_Stated exercise_: Please retype the data in full and exactly; the pictures are not part of the copy.

--- Begin Working data ---

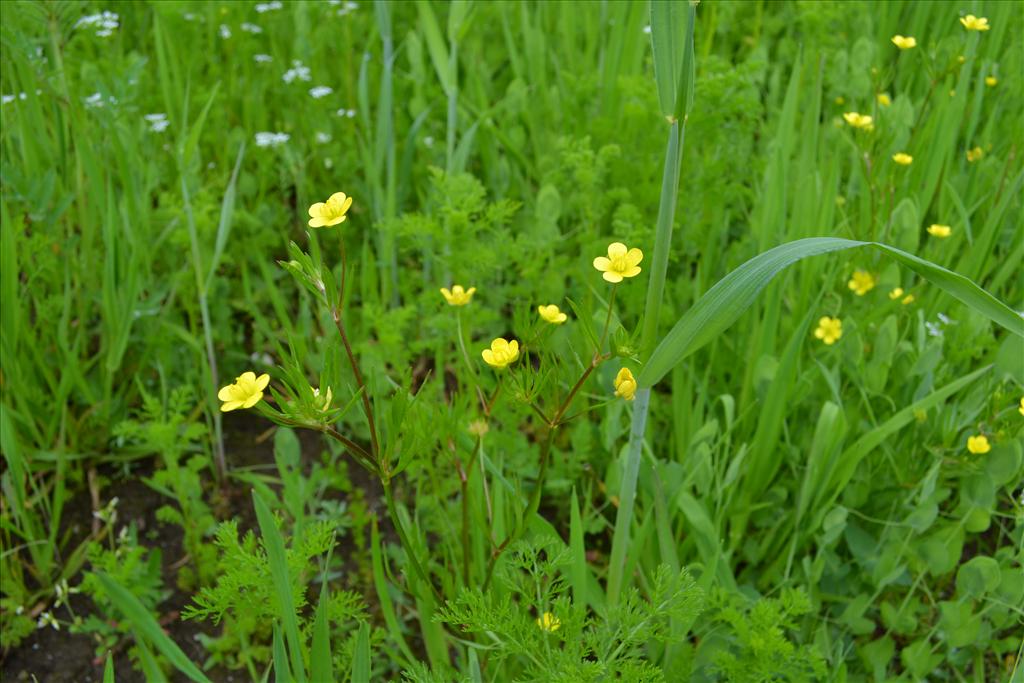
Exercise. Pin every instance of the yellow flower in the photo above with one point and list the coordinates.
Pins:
(458, 296)
(626, 384)
(332, 212)
(904, 42)
(549, 622)
(861, 283)
(552, 314)
(972, 23)
(978, 444)
(501, 353)
(323, 402)
(860, 121)
(829, 330)
(621, 262)
(246, 392)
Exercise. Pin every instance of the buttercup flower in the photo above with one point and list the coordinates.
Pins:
(861, 283)
(458, 296)
(829, 330)
(626, 384)
(552, 314)
(860, 121)
(501, 353)
(323, 402)
(549, 622)
(246, 392)
(972, 23)
(904, 42)
(332, 212)
(621, 262)
(978, 444)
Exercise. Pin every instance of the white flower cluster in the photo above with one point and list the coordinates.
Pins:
(158, 122)
(95, 100)
(266, 139)
(298, 71)
(104, 23)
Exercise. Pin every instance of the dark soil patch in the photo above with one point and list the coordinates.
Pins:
(59, 656)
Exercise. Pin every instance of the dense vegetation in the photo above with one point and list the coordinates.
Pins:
(771, 432)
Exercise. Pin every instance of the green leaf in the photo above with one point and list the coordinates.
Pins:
(978, 577)
(732, 295)
(360, 658)
(146, 629)
(274, 545)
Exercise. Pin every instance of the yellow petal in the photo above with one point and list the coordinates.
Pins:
(612, 276)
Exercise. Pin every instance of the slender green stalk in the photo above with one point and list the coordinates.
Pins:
(663, 243)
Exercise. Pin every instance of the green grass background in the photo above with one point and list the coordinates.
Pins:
(504, 145)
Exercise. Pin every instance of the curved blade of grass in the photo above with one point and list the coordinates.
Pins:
(320, 654)
(274, 545)
(146, 629)
(732, 295)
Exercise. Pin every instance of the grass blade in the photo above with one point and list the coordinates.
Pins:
(146, 629)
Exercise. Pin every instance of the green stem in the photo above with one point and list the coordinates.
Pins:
(403, 539)
(652, 309)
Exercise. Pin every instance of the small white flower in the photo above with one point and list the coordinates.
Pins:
(267, 139)
(298, 71)
(158, 122)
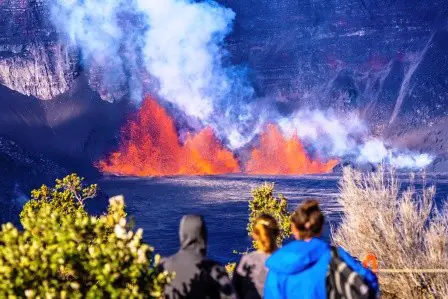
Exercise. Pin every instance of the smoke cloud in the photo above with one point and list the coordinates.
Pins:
(331, 135)
(173, 48)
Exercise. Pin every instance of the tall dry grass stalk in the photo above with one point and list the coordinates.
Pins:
(403, 229)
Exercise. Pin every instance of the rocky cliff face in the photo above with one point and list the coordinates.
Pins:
(32, 61)
(386, 59)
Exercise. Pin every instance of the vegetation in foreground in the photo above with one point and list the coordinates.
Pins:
(404, 230)
(64, 253)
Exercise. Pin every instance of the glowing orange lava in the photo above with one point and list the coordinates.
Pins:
(277, 154)
(150, 147)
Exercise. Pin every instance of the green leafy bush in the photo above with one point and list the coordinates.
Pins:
(63, 252)
(264, 201)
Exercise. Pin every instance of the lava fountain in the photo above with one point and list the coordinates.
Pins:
(150, 147)
(278, 155)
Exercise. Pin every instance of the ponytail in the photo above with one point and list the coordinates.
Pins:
(265, 233)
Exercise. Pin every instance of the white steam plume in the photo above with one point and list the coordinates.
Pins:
(177, 42)
(332, 136)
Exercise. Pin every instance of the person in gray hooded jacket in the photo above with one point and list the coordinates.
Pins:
(196, 276)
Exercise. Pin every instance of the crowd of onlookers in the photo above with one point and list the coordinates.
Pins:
(307, 267)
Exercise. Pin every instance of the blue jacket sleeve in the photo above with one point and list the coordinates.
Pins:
(365, 273)
(274, 285)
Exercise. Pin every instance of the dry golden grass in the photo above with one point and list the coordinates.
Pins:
(404, 230)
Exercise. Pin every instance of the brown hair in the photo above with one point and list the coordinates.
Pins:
(308, 219)
(265, 233)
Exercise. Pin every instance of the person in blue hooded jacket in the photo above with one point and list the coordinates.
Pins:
(299, 269)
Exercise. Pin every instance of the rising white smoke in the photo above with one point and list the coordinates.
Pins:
(348, 136)
(173, 48)
(170, 47)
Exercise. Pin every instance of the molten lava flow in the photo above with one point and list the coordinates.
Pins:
(150, 147)
(279, 155)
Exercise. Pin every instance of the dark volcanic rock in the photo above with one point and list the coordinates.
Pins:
(32, 61)
(22, 171)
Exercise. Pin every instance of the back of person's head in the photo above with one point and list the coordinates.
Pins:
(193, 234)
(308, 220)
(265, 233)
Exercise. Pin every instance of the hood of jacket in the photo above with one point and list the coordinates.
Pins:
(297, 256)
(193, 234)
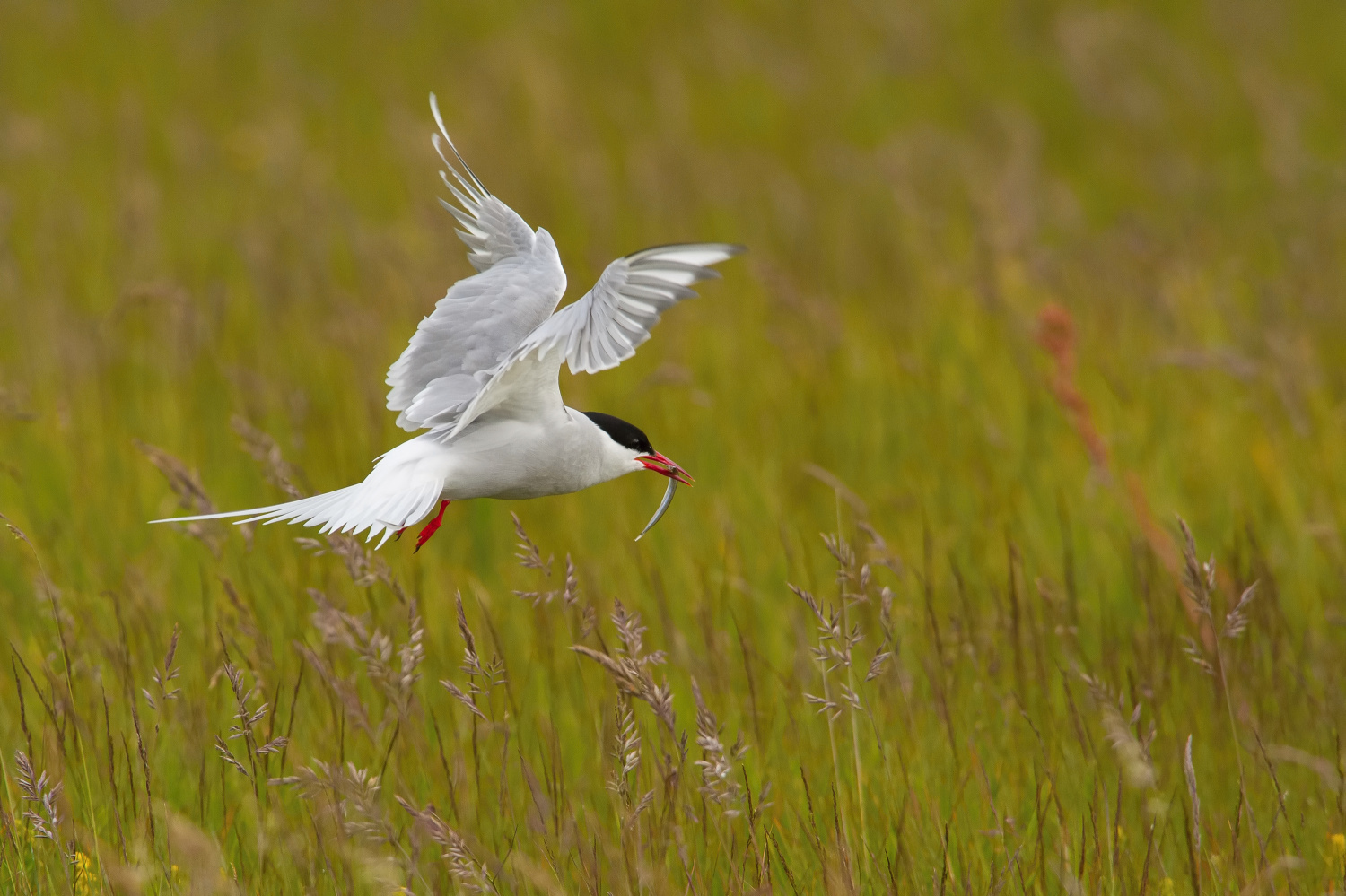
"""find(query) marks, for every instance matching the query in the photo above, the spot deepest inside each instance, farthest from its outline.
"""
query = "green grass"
(218, 210)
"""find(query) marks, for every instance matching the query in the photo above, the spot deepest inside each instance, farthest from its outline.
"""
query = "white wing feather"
(599, 331)
(519, 283)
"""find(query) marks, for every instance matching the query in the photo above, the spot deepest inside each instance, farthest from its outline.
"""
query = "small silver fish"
(664, 505)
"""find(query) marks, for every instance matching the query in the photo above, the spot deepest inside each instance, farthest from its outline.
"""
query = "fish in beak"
(665, 467)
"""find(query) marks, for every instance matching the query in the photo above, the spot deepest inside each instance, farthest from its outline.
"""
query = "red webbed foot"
(433, 526)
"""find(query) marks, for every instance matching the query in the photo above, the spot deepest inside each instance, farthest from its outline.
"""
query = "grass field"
(1026, 284)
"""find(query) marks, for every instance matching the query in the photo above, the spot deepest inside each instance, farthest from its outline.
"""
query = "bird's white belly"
(516, 460)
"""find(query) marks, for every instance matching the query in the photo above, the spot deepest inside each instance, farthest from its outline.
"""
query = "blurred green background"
(229, 209)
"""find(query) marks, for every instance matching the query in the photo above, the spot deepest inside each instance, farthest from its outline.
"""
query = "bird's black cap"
(622, 432)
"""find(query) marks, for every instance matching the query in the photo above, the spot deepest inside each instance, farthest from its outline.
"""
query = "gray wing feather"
(600, 330)
(481, 319)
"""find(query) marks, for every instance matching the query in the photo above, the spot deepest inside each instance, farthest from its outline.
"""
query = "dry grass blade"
(1190, 772)
(267, 452)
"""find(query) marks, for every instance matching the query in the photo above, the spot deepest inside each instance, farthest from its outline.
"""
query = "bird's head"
(629, 449)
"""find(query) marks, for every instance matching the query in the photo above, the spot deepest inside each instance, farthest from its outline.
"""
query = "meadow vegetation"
(1015, 559)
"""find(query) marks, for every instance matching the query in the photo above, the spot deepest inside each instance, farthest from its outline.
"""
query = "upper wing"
(600, 330)
(482, 318)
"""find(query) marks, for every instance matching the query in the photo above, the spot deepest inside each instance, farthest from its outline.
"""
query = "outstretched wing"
(599, 331)
(481, 319)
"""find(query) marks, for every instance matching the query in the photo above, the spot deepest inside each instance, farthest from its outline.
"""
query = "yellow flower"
(83, 872)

--- End Working data ---

_Answer for this exercise_:
Exercise. Pin every instance of the yellow flower in the photo above with one point and list the coordinates.
Pins:
(458, 296)
(626, 384)
(332, 212)
(904, 42)
(549, 622)
(861, 283)
(552, 314)
(972, 23)
(978, 444)
(501, 353)
(323, 402)
(860, 121)
(829, 330)
(621, 262)
(246, 392)
Exercise. Pin every instance of the buttercup flower in the photo above with one point and list the coordinates.
Pins:
(861, 283)
(458, 296)
(829, 330)
(626, 384)
(552, 314)
(860, 121)
(501, 353)
(323, 402)
(549, 622)
(246, 392)
(972, 23)
(904, 42)
(332, 212)
(621, 262)
(978, 444)
Exercise. Pin every instance of the white flower cluster in the photo above with one point and list the coordinates.
Pins:
(158, 122)
(95, 100)
(266, 139)
(298, 71)
(104, 23)
Exercise. Pin every instance of the dark soil patch in the photo above with one point and list the coordinates.
Pins:
(59, 656)
Exercise. Pin every instance of the dense vegetation in the photo above with one point and list the coordinates.
Pins:
(771, 432)
Exercise. Pin every instance of the green leaf in the photo above with one point and list the coordinates.
Pins:
(978, 577)
(732, 295)
(360, 658)
(146, 629)
(274, 545)
Exercise. Pin every instance of the yellow petal in the photo above with one point and list the coordinates.
Pins:
(612, 276)
Exercise. Pin every instance of the slender green stalk in the photo above with one point and list the coordinates.
Pins:
(663, 243)
Exercise. Pin every instance of the green grass background in the photo above with one point and list the coordinates.
Pins:
(504, 145)
Exercise. Pin every instance of the curved blade of grass in the photo above with one point and list the coordinates.
Pins:
(320, 654)
(274, 545)
(146, 629)
(732, 295)
Exercise. Pin every instance of the grass blade in the photo above with one point and list the coordinates.
Pins:
(146, 629)
Exercise. Pin every instance of the green stem in the photo above with one point and list the coordinates.
Pins:
(403, 539)
(652, 309)
Exercise. Pin every instance of the small white flower in the photo above with one point and list the coordinates.
Pins:
(267, 139)
(298, 71)
(158, 122)
Exercise. Pin every instance of the smoke cloud in the photo above with one point and list the coordinates.
Pins:
(331, 135)
(173, 48)
Exercise. Pin every instance of the tall dry grass stalk in the photo above with one point and list the coordinates.
Pins:
(403, 229)
Exercise. Pin every instance of the rocky cliff face in the photo above with one point and list the coordinates.
Pins:
(32, 61)
(386, 59)
Exercise. Pin every instance of the vegetation in foreground in the photo above with one point and list the coordinates.
Pins:
(404, 230)
(64, 253)
Exercise. Pin every instance of the glowing orange lava in the photo above with one point and list the coordinates.
Pins:
(277, 154)
(150, 147)
Exercise. Pin every instance of the green leafy bush in the photo above with one point and list the coordinates.
Pins:
(63, 252)
(264, 201)
Exercise. Pin every instance of the lava fountain in the photo above with one point and list the coordinates.
Pins:
(150, 147)
(278, 155)
Exercise. Pin every instance of the ponytail in the photo above with one point and list the coordinates.
Pins:
(265, 233)
Exercise. Pin every instance of the white steam plume in the photo above with one point and list the coordinates.
Pins:
(177, 42)
(332, 136)
Exercise. Pin every instance of the person in gray hooded jacket in the photo above with one point and list the coordinates.
Pins:
(196, 276)
Exercise. Pin every instance of the crowd of onlookers in the photo above with one point and list the coordinates.
Pins:
(307, 267)
Exercise. Pin every instance of the blue jacket sleeve in the photo above with one point and list the coordinates.
Pins:
(365, 273)
(274, 285)
Exercise. Pin every instance of the dry golden grass in the photo above with one point and list the coordinates.
Pins:
(404, 230)
Exercise. Pin every instance of the brown hair in the photo above with one point and list the coordinates.
Pins:
(308, 219)
(265, 233)
Exercise. Pin every instance of the person in blue hooded jacket in the photo above with one point and list the coordinates.
Pins:
(299, 269)
Exercise. Pin every instance of the rising white smoke in the photo above with one point and list the coordinates.
Pins:
(348, 136)
(173, 48)
(170, 47)
Exercise. Pin every instance of the molten lava flow in the photo above with one point and list the coordinates.
Pins:
(150, 147)
(279, 155)
Exercise. Pin every instance of the dark volcanic rock in the photo above with one point and list the coordinates.
Pins:
(32, 61)
(22, 171)
Exercise. Pin every instance of the back of person's head in the photo above with one point and list the coordinates.
Pins:
(193, 234)
(308, 220)
(265, 233)
Exercise. Pin every instance of the hood of jacket in the photo above with one point and list the coordinates.
Pins:
(297, 256)
(193, 234)
"""find(query) marks, for every instance matching the query in the photo above, the spot deepest inside each instance, farthest from its outline.
"""
query = "green grass"
(218, 210)
"""find(query) marks, for every instance matching the query in the photo above, the spot deepest inside each instance, farthest from its outline.
"""
query = "white wing feather"
(599, 331)
(519, 283)
"""find(query) marks, for every instance matching the query in the photo above, the spot deepest inside each instance, farthest from its outline.
"""
query = "small silver fish"
(664, 505)
"""find(query) marks, for every instance matching the query in the photo above, the spot deepest inside each instance, farthest from its outline.
"""
query = "fish in beak"
(665, 467)
"""find(query) marks, for every instance matching the query in the photo above, the spot deepest inside each instance, farthest from its outline.
"""
query = "red webbed foot"
(433, 526)
"""find(query) marks, for every instance matching the query in the photo above, the spot deepest inside each instance, farthest from its outline.
"""
query = "grass field"
(1026, 284)
"""find(query) marks, for every instance matching the query in the photo above, the spot deepest inside each instance, farthest from its outline.
"""
query = "bird's white belly"
(516, 460)
"""find(query) marks, for every instance matching the query in the photo above, the spot deepest inside each instance, farthest from its outline.
"""
query = "blurred green background"
(229, 209)
"""find(query) marks, for every instance matching the query in the photo above, the spot deepest inside each instance, farthest from its outline.
"""
query = "bird's black cap"
(622, 432)
"""find(query) marks, for every instance matching the query in the photo above, the spot deepest inside each instance, farthest from its outline.
"""
query = "gray wing feather"
(600, 330)
(481, 319)
"""find(query) marks, for every instance matching the query in the photo above, the spot deepest inside each instance, farthest from its outline.
"""
query = "dry grass blade"
(1190, 772)
(267, 452)
"""find(query) marks, for every instance matching the query in the photo above, the spot deepest inside each instance, farthest from its outline.
"""
query = "bird's head"
(629, 449)
"""find(query) marks, for every instance matching the query in the photo above, the spot deepest inside each instance, farthest from its outline.
"""
query = "meadow vegetation"
(1015, 559)
"""find(query) marks, for every instance matching the query in the photo above, the spot deepest inside each instance, farthest from its outline.
"""
query = "upper wing"
(600, 330)
(482, 318)
"""find(query) marks, for every instance matching the query in the photo above, the spot deepest inside each instance, farthest from its outline.
"""
query = "outstretched wing"
(599, 331)
(481, 319)
"""find(query) marks, for every instance matching the query in the photo above, the spot deepest inside each instance, farthest from its outline.
"""
query = "yellow flower"
(83, 872)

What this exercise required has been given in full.